Dataset excerpts

● ● ● ● ● ● ●

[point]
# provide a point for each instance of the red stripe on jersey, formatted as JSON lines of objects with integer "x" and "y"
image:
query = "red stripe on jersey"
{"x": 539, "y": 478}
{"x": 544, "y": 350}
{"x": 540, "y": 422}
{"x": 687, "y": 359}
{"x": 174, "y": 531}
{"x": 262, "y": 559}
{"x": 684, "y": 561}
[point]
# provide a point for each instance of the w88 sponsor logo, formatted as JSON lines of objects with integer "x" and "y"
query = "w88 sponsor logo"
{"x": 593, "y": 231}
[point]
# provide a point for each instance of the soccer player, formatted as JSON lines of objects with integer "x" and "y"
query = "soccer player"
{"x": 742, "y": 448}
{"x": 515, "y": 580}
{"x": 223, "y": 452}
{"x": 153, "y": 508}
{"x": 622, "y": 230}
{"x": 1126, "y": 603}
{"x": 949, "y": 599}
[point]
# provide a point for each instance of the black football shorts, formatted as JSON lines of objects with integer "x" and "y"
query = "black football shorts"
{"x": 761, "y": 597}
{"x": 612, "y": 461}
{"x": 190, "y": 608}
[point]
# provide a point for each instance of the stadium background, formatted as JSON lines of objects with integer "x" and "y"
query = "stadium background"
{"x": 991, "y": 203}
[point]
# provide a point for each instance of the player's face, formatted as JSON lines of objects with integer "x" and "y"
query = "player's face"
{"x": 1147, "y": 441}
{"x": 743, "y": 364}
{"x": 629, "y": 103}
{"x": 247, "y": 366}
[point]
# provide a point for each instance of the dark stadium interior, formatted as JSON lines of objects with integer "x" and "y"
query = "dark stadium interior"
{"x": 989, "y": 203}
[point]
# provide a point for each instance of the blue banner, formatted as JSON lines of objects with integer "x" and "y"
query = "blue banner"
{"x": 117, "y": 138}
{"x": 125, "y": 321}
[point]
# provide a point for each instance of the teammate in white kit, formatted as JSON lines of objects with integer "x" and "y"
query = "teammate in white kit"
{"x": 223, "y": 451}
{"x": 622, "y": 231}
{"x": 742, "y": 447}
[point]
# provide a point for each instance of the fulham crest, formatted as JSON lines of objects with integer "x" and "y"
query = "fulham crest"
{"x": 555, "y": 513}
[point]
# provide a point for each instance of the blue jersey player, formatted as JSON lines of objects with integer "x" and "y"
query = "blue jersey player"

● ● ● ● ● ● ●

INSTRUCTIONS TO FOLLOW
All of the data above should be reproduced word for word.

WRITTEN ANSWER
[point]
# provide a point for each instance of the red stripe on jersey, formatted as JSON lines of objects with integer "x" and "y"
image:
query = "red stripe on jersey"
{"x": 539, "y": 478}
{"x": 544, "y": 350}
{"x": 540, "y": 422}
{"x": 687, "y": 359}
{"x": 174, "y": 531}
{"x": 262, "y": 559}
{"x": 684, "y": 561}
[point]
# provide a point for each instance of the w88 sponsor logo, formatted as JSON lines of objects with integer "x" and "y"
query = "w88 sponsor logo"
{"x": 593, "y": 231}
[point]
# provide a point for each instance of the soccer player, formatted as JSON lines of objects with integer "x" and "y"
query = "soccer player"
{"x": 742, "y": 448}
{"x": 515, "y": 580}
{"x": 223, "y": 452}
{"x": 153, "y": 508}
{"x": 622, "y": 230}
{"x": 1126, "y": 603}
{"x": 949, "y": 599}
[point]
# provide a point for each instance of the black football shorts, formatted as JSON lines of objects with integer "x" and "y"
query = "black football shorts"
{"x": 761, "y": 597}
{"x": 612, "y": 461}
{"x": 190, "y": 608}
[point]
# provide a point for each instance of the stadium background, formatted as JSON lines of objects with integer "x" and "y"
query = "stadium background"
{"x": 991, "y": 203}
[point]
# provide a point for each instance of the player's face, formatted as JSON lines of objects with integer "x" and "y"
query = "player's face"
{"x": 1147, "y": 441}
{"x": 743, "y": 364}
{"x": 629, "y": 103}
{"x": 247, "y": 366}
[point]
# provide a point for each instance of the dark stadium interior, formatted as JSON lines of objects with integer "x" and "y"
query = "dark stadium interior"
{"x": 989, "y": 203}
[point]
# provide a point for each instance of the blue banner, formatted as JSON lines of objects with integer "x" and "y"
query = "blue banner"
{"x": 117, "y": 138}
{"x": 125, "y": 321}
[point]
# provide a point for each instance of the teammate in white kit, formatted as JSON lines of objects with integer "x" and "y"
query = "teammate in white kit"
{"x": 223, "y": 451}
{"x": 622, "y": 231}
{"x": 742, "y": 447}
[point]
# provide a point for each instance of the fulham crest, formatted as JSON lines of objects with integer "x" and "y"
query = "fulham crest"
{"x": 555, "y": 513}
[point]
# provide a point for each instance of the blue jersey player, formatted as JSON lines of objects with integer "x" and "y"
query = "blue jersey player"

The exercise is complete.